**STATED TASK:**
What follows is a listing. Return every line of it exactly.

**DATA EXTRACT:**
=======

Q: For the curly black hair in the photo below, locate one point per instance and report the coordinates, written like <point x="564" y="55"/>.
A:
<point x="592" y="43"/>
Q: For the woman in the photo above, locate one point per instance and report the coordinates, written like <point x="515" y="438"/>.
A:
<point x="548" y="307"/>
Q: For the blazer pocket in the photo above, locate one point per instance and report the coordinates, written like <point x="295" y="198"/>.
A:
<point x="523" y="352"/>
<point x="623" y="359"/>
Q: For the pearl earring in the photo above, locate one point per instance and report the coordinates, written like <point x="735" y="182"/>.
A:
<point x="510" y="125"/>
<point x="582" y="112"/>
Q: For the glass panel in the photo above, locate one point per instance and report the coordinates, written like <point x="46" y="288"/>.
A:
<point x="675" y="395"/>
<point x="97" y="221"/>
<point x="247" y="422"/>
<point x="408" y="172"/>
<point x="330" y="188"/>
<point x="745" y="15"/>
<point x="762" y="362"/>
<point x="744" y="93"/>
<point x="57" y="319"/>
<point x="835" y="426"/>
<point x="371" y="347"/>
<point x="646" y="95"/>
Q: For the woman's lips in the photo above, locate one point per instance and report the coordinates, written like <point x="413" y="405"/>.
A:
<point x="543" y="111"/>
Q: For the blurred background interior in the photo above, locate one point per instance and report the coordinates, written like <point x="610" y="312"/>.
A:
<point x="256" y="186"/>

=======

**REPLY:**
Q: For the curly black hair in the photo below, locate one point per instance and report the coordinates, written like <point x="564" y="55"/>.
A:
<point x="592" y="43"/>
Q: For the woman in the photo above, locate one point per instance and report the coordinates, written like <point x="515" y="438"/>.
A:
<point x="548" y="307"/>
Q: For the blazer pocket in the photo above, locate one point per instance and report the coordinates, written like <point x="295" y="198"/>.
A:
<point x="523" y="352"/>
<point x="623" y="359"/>
Q: For the pearl earring in the photo above, locate one point per instance and report the coordinates, written like <point x="735" y="182"/>.
A:
<point x="510" y="125"/>
<point x="582" y="112"/>
Q: For the glass panel in the photo above, locate one point per instance and report the coordinates, written like <point x="46" y="288"/>.
A:
<point x="675" y="395"/>
<point x="97" y="221"/>
<point x="247" y="422"/>
<point x="408" y="172"/>
<point x="330" y="188"/>
<point x="745" y="15"/>
<point x="762" y="362"/>
<point x="744" y="93"/>
<point x="57" y="319"/>
<point x="835" y="426"/>
<point x="371" y="347"/>
<point x="646" y="95"/>
Q: For the woman's lips in the photo above, locate one point per instance and report the coordinates, written like <point x="413" y="405"/>.
A:
<point x="543" y="111"/>
Q: For the blurred background interior in the photo above, locate one point per instance and report the coordinates, written like <point x="610" y="312"/>.
A:
<point x="256" y="186"/>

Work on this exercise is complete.